**Required action**
Give back the records that follow exactly, images excluded.

Start of Record excerpts

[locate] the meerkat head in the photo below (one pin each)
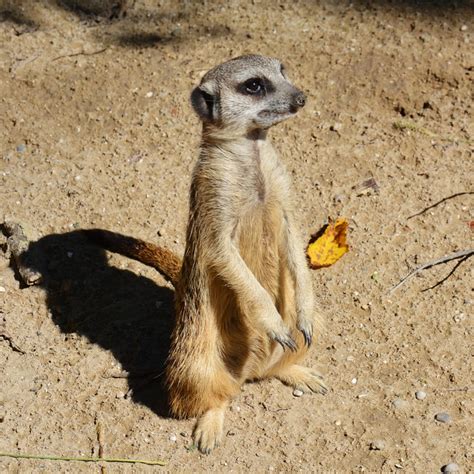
(245, 94)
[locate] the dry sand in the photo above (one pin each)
(96, 130)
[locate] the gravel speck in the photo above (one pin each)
(451, 467)
(420, 395)
(443, 417)
(377, 445)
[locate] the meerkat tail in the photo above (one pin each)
(162, 259)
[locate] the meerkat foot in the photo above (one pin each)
(285, 340)
(209, 429)
(303, 378)
(306, 329)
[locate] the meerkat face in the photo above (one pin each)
(247, 93)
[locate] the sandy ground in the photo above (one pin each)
(96, 130)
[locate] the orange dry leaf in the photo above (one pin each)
(329, 244)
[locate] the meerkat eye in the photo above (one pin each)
(254, 86)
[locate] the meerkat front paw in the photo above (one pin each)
(209, 429)
(285, 340)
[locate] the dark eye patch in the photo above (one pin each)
(257, 86)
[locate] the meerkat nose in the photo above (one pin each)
(300, 99)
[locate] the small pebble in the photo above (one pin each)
(399, 403)
(420, 395)
(377, 445)
(451, 467)
(443, 417)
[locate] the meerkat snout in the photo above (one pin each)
(300, 99)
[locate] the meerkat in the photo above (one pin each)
(244, 299)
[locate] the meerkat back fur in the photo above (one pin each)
(244, 299)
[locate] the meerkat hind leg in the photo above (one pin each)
(209, 429)
(302, 378)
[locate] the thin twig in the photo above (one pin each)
(83, 459)
(80, 53)
(464, 254)
(439, 202)
(4, 334)
(448, 275)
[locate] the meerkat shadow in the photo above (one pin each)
(125, 313)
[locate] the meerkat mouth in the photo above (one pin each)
(273, 113)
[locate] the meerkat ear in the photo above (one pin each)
(204, 102)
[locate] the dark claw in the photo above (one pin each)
(288, 342)
(308, 338)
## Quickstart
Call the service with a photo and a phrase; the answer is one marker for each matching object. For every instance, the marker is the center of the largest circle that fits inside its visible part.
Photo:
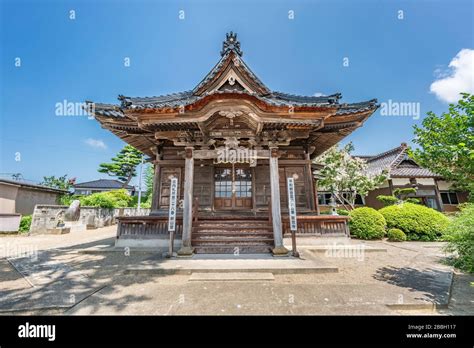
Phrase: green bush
(366, 223)
(396, 235)
(460, 237)
(25, 223)
(416, 221)
(110, 199)
(387, 200)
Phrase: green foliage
(25, 223)
(346, 176)
(416, 221)
(62, 182)
(366, 223)
(124, 165)
(447, 144)
(460, 237)
(387, 200)
(66, 199)
(111, 199)
(396, 235)
(149, 176)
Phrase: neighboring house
(431, 189)
(101, 185)
(19, 197)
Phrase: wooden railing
(146, 227)
(323, 225)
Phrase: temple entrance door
(233, 187)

End of Record excerpts

**Solution to the problem**
[locate] the meerkat head in the photo below (one pin each)
(245, 94)
[locate] the dry sand in the photo above (one pin each)
(96, 130)
[locate] the gravel speck in the photo above (one pin each)
(451, 467)
(420, 395)
(443, 417)
(377, 445)
[locate] the meerkat tail in the photo above (one pin each)
(162, 259)
[locate] the meerkat foot in the photo above (one pin each)
(285, 340)
(209, 429)
(303, 378)
(306, 329)
[locate] the meerkat face in the photo above (one pin each)
(247, 93)
[locate] the sandy ground in the photo above (one pin each)
(96, 130)
[locate] the orange dry leaf in the photo above (one pin each)
(329, 244)
[locate] the meerkat eye in the photo above (one pin each)
(254, 86)
[locate] the meerkat front paw in the photo above (one pin each)
(209, 429)
(285, 340)
[locate] the dark eye patch in the photo above (one pin each)
(257, 86)
[locate] the meerkat nose in the photo above (one pin each)
(300, 99)
[locate] the small pebble in the photo above (one pin each)
(399, 403)
(420, 395)
(377, 445)
(451, 467)
(443, 417)
[locate] the meerkat snout in the photo above (one pin each)
(300, 99)
[locate] the meerkat in the photo above (one pin each)
(244, 299)
[locate] the meerkat back fur in the photo above (one pin each)
(244, 299)
[locate] the meerkat hind leg in the photo above (one pin each)
(209, 429)
(302, 378)
[locate] the thin twig in the photo above (one pin each)
(83, 459)
(80, 53)
(464, 254)
(439, 202)
(4, 334)
(448, 275)
[locate] the meerkat shadow in the photo above (one pin each)
(125, 313)
[locate] the meerkat mouth in the photo above (one pin each)
(273, 113)
[locate] the meerkat ear in the photo above (one pin each)
(204, 102)
[locate] the dark claw in the photo above (one pin each)
(288, 342)
(308, 338)
## Quickstart
Call the service with a photo and a phrase; the answer is one marker for each matching object. For every instance, the marker is the center of the largest circle that fits inside its visible part.
Photo:
Phrase: green bush
(366, 223)
(396, 235)
(460, 237)
(25, 223)
(416, 221)
(110, 199)
(387, 200)
Phrase: green foliage
(25, 223)
(346, 176)
(416, 221)
(62, 182)
(366, 223)
(124, 165)
(447, 144)
(460, 237)
(387, 200)
(66, 199)
(111, 199)
(396, 235)
(149, 176)
Phrase: neighboring house
(431, 189)
(101, 185)
(19, 197)
Phrase: wooden railing
(146, 227)
(323, 225)
Phrase: temple entrance door
(233, 187)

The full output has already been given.